**Estratto della pagina**
----
6. LE INFRASTRUTTURE
L’alta velocità al Sud è anche uno degli obiettivi del governo Draghi. Ma è evidente che per portarla anche in Sicilia occorrerà mettere mano al Ponte o tunnel sullo Stretto, superando ambiguità e ipocrisie. La sostenibilità, parola chiave e non a caso introdotta dal ministro Giovannini nella dicitura stessa del dicastero dei Trasporti, vuol dire anche accelerare progetti già in cantiere (dalla Napoli-Bari alla statale Jonica) che permetteranno al Sud di voltare pagina. Serve un impegno anche formale per anticiparne la conclusione rispetto alle scadenze previste: perché il Sud collegato al resto del Paese non è solo un dovere ma l’unico mezzo possibile per ridurre il divario. 

7. IL LAVORO
Le donne del Sud hanno quasi venti punti di ritardo dalle donne del Nord quanto a posti di lavoro occupati. E la disoccupazione giovanile supera stabilmente il 30%, anche qui venti punti oltre la media nazionale. Investire in competenze, ridurre la dispersione scolastica e con essa la povertà educativa, rafforzare gli Its e le infrastrutture immateriali (tablet e pc in primis) è solo l’inizio del percorso. Perché il grosso dipende sempre dalle imprese, favorite al Sud dagli sgravi triennali per le nuove assunzioni, e soprattutto da quelle che si riuscirà ad attrarre qui: la sfida da vincere è questa.  

8. LE ZES
È il passaggio successivo al tema della capacità di attrarre nuovi investimenti. Vi dice niente l’acronimo Zes? In tutto il mondo Zone economiche speciali è sinonimo di crescita e di sviluppo dei Paesi collegati al mare, dalla Polonia alla Cina. Solo nel Mezzogiorno le Zes sembrano ancora avvolte in una nebbia che nessuno sembra volere o potere diradare.
----
**Esercizi**
A - Elenca i titoli numerati delle sezioni presenti nell'estratto della pagina, ciascuno con il suo numero.
B - Scrivi il seguito dell'estratto sul Mezzogiorno, riprendendo subito dopo la sua ultima frase.
I record non servono per questo lavoro.

**Record del dataset**
----
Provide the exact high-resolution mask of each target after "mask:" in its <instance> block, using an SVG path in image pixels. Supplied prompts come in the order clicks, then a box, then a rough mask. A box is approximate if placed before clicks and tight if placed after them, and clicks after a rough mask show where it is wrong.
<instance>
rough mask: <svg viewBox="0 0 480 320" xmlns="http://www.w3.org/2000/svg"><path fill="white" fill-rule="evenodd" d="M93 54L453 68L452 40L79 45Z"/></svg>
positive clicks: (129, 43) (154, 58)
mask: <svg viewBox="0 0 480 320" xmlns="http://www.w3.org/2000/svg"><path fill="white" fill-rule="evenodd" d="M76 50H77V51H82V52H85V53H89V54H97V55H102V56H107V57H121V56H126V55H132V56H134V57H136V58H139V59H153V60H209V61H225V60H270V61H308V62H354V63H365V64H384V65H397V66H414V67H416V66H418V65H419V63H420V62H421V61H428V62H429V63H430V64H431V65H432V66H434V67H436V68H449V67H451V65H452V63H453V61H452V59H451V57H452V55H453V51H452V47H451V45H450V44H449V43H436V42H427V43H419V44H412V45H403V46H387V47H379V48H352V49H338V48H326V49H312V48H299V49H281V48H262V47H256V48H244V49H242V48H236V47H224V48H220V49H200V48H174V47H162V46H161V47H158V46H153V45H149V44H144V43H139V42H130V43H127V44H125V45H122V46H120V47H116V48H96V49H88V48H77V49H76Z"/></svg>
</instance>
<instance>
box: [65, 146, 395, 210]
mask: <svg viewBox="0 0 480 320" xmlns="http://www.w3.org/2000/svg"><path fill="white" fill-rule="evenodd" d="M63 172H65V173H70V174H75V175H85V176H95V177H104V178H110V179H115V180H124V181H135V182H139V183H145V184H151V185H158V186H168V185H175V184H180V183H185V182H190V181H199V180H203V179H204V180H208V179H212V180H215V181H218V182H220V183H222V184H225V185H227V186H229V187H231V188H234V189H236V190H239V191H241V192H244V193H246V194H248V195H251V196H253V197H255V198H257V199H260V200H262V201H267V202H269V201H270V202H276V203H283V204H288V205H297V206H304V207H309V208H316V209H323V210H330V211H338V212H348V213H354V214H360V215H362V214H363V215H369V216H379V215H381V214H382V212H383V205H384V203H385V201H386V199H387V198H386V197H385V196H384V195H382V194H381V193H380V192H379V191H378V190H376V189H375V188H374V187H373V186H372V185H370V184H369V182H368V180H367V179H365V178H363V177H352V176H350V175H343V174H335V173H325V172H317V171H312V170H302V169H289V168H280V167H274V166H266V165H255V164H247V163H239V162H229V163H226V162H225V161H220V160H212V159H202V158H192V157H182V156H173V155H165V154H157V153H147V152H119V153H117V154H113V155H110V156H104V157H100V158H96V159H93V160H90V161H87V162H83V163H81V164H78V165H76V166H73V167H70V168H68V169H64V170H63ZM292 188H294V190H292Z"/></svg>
----
**Soluzioni**
A -
6. LE INFRASTRUTTURE
7. IL LAVORO
8. LE ZES

B -
9. LE PMI
La crescita dimensionale resta decisiva perché la sfida del digitale impone aumento di competenze e di sbocchi internazionali. I piccoli senza prospettive diverse dal mercato interno, rischiano la loro stessa sopravvivenza. Al Sud però c’è anche un altro problema: dalla crisi di liquidità, gestita finora con le garanzie statali, si rischia di passare ad una crisi di solvibilità che può compromettere il futuro anche delle aziende che possono riprendersi. Servono strumenti ad hoc e subito perché il tempo delle scelte è adesso.

10. L’INNOVAZIONE
L’idea degli ecosistemi dell’innovazione, la possibilità cioè di replicare in tutto il Sud il modello di San Giovanni a Teduccio con l’incrocio tra ricerca universitaria e colossi delle tlc e del digitale, ha tutte le carte in regola per funzionare. E sarebbe decisiva per rinsaldare la rinnovata attrattività degli atenei meridionali che nell’attuale anno accademico hanno visto crescere gli iscritti di ben 11mila unità. Certo, molto è dipeso dalla pandemia e dalla limitata voglia di studiare o frequentare i corsi lontano da casa. Ma garantire partner internazionali per costruire un profilo di laureati adatto alle esigenze delle industrie più avanzate sembra una scommessa vincente.